● WRITTEN PROBLEM: Copy out the listing that follows, exactly, without its pictures.

** begin SOURCE RECORDS **

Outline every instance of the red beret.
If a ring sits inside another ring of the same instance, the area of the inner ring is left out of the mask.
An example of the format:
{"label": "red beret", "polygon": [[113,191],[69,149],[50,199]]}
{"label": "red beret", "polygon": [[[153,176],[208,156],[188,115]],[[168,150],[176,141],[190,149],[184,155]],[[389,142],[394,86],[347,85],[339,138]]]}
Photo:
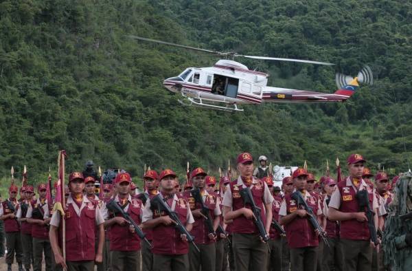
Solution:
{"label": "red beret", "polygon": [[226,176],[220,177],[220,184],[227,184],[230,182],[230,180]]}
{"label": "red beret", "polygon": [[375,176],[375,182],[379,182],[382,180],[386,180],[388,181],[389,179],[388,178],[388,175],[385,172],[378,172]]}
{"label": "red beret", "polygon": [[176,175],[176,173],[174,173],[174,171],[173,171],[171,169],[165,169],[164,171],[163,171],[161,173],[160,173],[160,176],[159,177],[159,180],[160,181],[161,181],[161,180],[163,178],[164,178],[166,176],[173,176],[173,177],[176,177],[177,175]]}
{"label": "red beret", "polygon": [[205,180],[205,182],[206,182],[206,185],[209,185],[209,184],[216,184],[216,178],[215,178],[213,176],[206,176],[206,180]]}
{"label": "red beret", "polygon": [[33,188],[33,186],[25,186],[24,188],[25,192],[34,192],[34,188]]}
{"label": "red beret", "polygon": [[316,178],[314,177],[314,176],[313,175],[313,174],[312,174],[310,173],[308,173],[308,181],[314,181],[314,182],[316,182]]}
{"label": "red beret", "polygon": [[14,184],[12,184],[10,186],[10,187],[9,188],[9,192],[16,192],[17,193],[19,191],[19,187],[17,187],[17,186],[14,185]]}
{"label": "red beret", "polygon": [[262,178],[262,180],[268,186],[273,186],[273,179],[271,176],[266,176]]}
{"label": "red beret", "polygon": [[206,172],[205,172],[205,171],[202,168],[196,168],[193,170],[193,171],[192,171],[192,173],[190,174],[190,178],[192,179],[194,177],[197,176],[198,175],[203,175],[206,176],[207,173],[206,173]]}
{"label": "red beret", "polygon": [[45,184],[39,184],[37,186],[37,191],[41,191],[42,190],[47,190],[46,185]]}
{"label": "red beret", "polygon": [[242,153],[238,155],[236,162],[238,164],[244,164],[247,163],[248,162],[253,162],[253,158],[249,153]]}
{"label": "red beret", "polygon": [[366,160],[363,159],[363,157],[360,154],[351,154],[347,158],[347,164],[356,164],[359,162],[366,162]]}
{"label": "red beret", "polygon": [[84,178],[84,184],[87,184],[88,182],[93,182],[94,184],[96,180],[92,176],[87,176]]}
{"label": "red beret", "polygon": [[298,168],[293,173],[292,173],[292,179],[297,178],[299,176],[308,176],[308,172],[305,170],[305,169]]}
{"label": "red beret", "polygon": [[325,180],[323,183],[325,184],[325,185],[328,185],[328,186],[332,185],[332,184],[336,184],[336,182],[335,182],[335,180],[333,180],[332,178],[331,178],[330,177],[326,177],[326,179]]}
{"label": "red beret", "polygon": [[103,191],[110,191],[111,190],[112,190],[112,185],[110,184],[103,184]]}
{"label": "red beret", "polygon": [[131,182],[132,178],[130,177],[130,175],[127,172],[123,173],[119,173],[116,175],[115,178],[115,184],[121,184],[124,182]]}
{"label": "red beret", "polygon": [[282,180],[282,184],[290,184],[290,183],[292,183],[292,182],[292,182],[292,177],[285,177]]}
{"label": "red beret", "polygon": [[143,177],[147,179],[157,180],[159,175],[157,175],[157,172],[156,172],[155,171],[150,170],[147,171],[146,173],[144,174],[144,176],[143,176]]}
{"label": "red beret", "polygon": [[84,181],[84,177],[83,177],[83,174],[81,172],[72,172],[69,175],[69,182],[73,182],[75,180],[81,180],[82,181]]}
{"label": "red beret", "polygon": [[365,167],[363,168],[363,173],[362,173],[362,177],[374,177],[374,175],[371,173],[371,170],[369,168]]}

** end SOURCE RECORDS **

● FINISHED TASK:
Outline every instance of the red beret.
If a ring sits inside another ring of the same instance, the area of the inner ring is left out of the mask.
An example of the format:
{"label": "red beret", "polygon": [[113,191],[69,149],[50,199]]}
{"label": "red beret", "polygon": [[[153,176],[208,156],[188,115]],[[168,150],[176,141],[190,149],[184,155]],[[389,142],[394,86],[347,85],[339,138]]]}
Photo:
Solution:
{"label": "red beret", "polygon": [[226,176],[220,177],[220,184],[227,184],[230,182],[230,180]]}
{"label": "red beret", "polygon": [[375,176],[375,182],[379,182],[382,180],[386,180],[388,181],[389,179],[388,178],[388,175],[385,172],[378,172]]}
{"label": "red beret", "polygon": [[176,175],[176,173],[174,173],[174,171],[173,171],[171,169],[165,169],[164,171],[163,171],[161,173],[160,173],[160,176],[159,177],[159,180],[160,181],[161,181],[161,180],[163,178],[164,178],[166,176],[173,176],[173,177],[176,177],[177,175]]}
{"label": "red beret", "polygon": [[205,180],[205,182],[206,182],[206,185],[209,185],[209,184],[216,184],[216,178],[215,178],[213,176],[206,176],[206,180]]}
{"label": "red beret", "polygon": [[33,188],[33,186],[25,186],[24,188],[25,192],[34,192],[34,188]]}
{"label": "red beret", "polygon": [[316,178],[314,177],[314,176],[313,175],[313,174],[312,174],[310,173],[308,173],[308,181],[314,181],[314,182],[316,182]]}
{"label": "red beret", "polygon": [[14,184],[12,184],[10,186],[10,187],[9,188],[9,192],[16,192],[17,193],[19,191],[19,187],[17,187],[17,186],[14,185]]}
{"label": "red beret", "polygon": [[262,178],[262,180],[268,186],[273,186],[273,179],[271,176],[266,176]]}
{"label": "red beret", "polygon": [[206,172],[205,172],[205,171],[202,168],[196,168],[193,170],[193,171],[192,171],[192,173],[190,174],[190,178],[192,179],[194,177],[197,176],[198,175],[203,175],[206,176],[207,173],[206,173]]}
{"label": "red beret", "polygon": [[45,184],[39,184],[37,186],[37,191],[41,191],[42,190],[47,190],[46,185]]}
{"label": "red beret", "polygon": [[242,153],[238,155],[236,162],[238,164],[244,164],[247,163],[248,162],[253,162],[253,158],[249,153]]}
{"label": "red beret", "polygon": [[366,160],[363,159],[363,157],[360,154],[351,154],[347,158],[347,164],[356,164],[359,162],[366,162]]}
{"label": "red beret", "polygon": [[84,178],[84,184],[87,184],[88,182],[93,182],[94,184],[96,180],[92,176],[87,176]]}
{"label": "red beret", "polygon": [[298,168],[293,173],[292,173],[292,179],[297,178],[299,176],[308,176],[308,172],[305,170],[305,169]]}
{"label": "red beret", "polygon": [[325,180],[323,183],[325,184],[325,185],[328,185],[328,186],[332,185],[332,184],[336,184],[336,182],[335,182],[335,180],[333,180],[332,178],[331,178],[330,177],[326,177],[326,179]]}
{"label": "red beret", "polygon": [[103,191],[110,191],[111,190],[112,190],[112,185],[110,184],[103,184]]}
{"label": "red beret", "polygon": [[131,182],[132,178],[130,177],[130,175],[127,172],[123,173],[119,173],[116,175],[115,178],[115,184],[121,184],[124,182]]}
{"label": "red beret", "polygon": [[282,180],[282,184],[290,184],[290,183],[292,183],[292,182],[292,182],[292,177],[285,177]]}
{"label": "red beret", "polygon": [[143,177],[147,179],[157,180],[159,175],[157,175],[157,172],[156,172],[155,171],[150,170],[147,171],[146,173],[144,174],[144,176],[143,176]]}
{"label": "red beret", "polygon": [[84,181],[84,177],[83,177],[83,174],[81,172],[72,172],[69,175],[69,182],[73,182],[75,180],[81,180],[82,181]]}
{"label": "red beret", "polygon": [[365,167],[363,168],[363,173],[362,173],[362,177],[374,177],[374,175],[371,173],[371,170],[369,168]]}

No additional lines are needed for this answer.